Required work – Rewrite all the records below with "photograph" changed to "image" wherever it occurs, keeping everything else the same, and leave the pictures out.
★ ★ ★ ★ ★
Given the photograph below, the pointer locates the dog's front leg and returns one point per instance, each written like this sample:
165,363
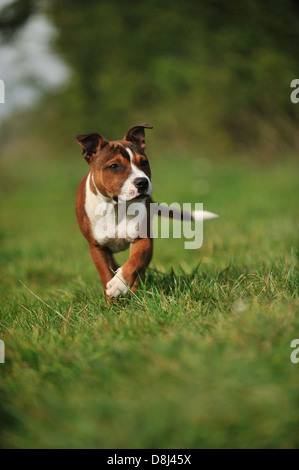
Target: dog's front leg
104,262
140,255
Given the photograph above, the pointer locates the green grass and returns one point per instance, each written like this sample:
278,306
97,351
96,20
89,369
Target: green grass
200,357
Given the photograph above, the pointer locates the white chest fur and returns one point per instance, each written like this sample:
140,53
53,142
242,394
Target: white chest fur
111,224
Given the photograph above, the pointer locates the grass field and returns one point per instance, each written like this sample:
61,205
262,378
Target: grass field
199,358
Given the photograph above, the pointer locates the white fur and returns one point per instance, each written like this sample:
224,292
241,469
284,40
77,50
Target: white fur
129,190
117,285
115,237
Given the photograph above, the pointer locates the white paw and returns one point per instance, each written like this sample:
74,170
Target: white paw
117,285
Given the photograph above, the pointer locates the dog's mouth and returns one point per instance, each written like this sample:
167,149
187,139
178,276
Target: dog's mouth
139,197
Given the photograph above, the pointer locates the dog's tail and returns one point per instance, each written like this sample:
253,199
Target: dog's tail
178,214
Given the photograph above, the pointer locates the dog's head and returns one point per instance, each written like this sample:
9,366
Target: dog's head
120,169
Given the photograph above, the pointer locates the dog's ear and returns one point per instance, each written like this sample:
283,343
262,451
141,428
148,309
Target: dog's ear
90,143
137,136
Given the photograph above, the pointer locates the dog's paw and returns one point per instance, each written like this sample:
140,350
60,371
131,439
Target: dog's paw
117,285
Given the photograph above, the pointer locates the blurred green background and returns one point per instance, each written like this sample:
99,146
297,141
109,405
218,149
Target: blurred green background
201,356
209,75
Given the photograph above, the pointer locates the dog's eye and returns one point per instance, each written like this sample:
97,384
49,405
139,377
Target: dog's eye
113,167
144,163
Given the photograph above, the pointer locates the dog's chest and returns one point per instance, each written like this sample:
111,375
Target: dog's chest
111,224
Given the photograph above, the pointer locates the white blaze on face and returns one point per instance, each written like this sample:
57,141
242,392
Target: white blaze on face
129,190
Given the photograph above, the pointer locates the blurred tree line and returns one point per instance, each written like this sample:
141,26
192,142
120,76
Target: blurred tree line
★ ★ ★ ★ ★
Reply to the exercise –
Given the image below, the pointer locates the dog's front leg and returns one point per instance, each written like this sample:
165,363
Target: dog's front leg
104,262
140,255
Given the image above, the pointer locates the green grass and returns one point per instance, each written like this sample:
278,306
97,351
96,20
89,369
Target: green grass
200,357
Given the image above, the pointer locates the white chest fur and returns one point per instance, each written like this sample:
140,53
53,142
242,394
Target: white chest fur
111,224
Given the image above, the pointer locates the grass field and returns one point per instance, each written like this sample:
61,205
262,378
Target: grass field
199,358
Given the image above, the pointer locates the white fur and returns one point per instance, each written like this sample:
224,292
241,469
284,40
77,50
Target: white fur
129,190
117,285
115,237
Given the image above, the pointer locates the white paw and returns one point per instance, each written like this sample:
74,170
Target: white paw
117,285
Given the image above, the pointer locates the dog's mouth and returns one point per instance, each written like this sample:
167,149
187,139
178,276
Target: dog's mouth
139,197
Given the image above, the pointer locates the dog's tail and returns one point per instance, each written like this sample:
253,199
Target: dog's tail
178,214
Given the image above, the pointer locates the dog's head and returns one point per instance, each written like this sample:
9,366
Target: dog's head
120,169
Given the image above, the pointer locates the dog's ear and returns one point per instance, each written like this sample:
283,343
262,451
141,428
148,309
Target: dog's ear
90,143
137,136
Given the image above, the pointer locates the dog's paw and returns one point per instance, each written like this sample:
140,350
60,371
131,439
Target: dog's paw
117,285
Given the image above, the pointer locates the blurred green background and returns one point per instance, each written like this sample:
99,146
297,141
109,405
218,149
Target: blurred green background
201,356
209,75
Given the image above, the pointer locates the dog's eye and returns one point per instance, each written like this sample:
97,384
49,405
139,377
Target: dog's eye
113,167
144,163
Given the image above, the pointer locates the dog's chest and returns one point per instance, each written like this sample:
111,375
Target: dog's chest
111,224
Given the image above, the pointer locates the white blaze on face and returns one point per instance, each written like this sample:
57,141
242,392
Target: white blaze on face
129,190
Given the image above, the pointer locates the blurred tree line and returns one point per instance, each written like this sample:
141,26
192,142
120,76
Target: blurred tree line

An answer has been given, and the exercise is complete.